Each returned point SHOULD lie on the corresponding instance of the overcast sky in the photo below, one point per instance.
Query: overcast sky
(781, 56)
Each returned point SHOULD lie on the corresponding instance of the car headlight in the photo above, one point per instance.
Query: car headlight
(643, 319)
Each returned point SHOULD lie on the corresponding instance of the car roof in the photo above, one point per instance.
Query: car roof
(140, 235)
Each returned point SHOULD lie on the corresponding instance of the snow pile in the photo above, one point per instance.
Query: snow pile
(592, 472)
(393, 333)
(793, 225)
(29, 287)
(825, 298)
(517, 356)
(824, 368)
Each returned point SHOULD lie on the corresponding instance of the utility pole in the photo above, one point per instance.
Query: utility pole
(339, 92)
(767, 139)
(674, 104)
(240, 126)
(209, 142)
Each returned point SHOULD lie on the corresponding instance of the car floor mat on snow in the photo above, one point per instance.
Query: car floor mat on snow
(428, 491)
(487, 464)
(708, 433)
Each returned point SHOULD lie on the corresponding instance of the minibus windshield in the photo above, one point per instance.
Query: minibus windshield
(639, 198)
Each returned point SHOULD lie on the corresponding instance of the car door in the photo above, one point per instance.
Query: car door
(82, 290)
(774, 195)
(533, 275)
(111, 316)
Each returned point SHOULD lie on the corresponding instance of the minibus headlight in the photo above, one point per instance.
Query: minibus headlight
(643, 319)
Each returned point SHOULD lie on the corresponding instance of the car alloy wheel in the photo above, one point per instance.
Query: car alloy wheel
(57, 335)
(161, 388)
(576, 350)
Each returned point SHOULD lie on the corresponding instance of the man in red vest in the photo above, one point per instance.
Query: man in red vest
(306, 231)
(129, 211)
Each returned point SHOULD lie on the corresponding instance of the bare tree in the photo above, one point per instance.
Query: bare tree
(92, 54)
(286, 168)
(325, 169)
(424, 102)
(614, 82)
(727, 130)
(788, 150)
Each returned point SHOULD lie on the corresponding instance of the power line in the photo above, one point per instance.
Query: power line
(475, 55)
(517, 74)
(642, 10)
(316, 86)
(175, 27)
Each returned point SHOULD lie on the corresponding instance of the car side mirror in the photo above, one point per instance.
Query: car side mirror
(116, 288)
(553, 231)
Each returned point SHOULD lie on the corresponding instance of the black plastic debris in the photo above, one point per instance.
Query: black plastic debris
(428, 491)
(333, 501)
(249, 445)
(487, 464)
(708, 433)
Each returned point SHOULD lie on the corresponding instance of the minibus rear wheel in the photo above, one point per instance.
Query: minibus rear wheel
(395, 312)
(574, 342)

★ ★ ★

TASK TO COMPLETE
In the listing above, the line with "Query: power line" and every line after it must be set down word for word, and no other line.

TASK ANSWER
Query: power line
(475, 55)
(517, 74)
(642, 10)
(316, 86)
(175, 27)
Each returned point SHOULD lie on the corresponding instance of the car side mirror in the photo above, one point per instance.
Query: car side mirror
(116, 288)
(553, 231)
Each returned point SHOULD lie on the corresponding instance of the black plastic debris in the photo above, one point per instance.
Query: black plastic debris
(428, 491)
(333, 501)
(249, 445)
(487, 464)
(708, 433)
Each returned point SHOULD lie on the corresponding instance of the minibus rear wheel in the photo above, one point per instance.
Query: minibus rear wheel
(395, 312)
(574, 342)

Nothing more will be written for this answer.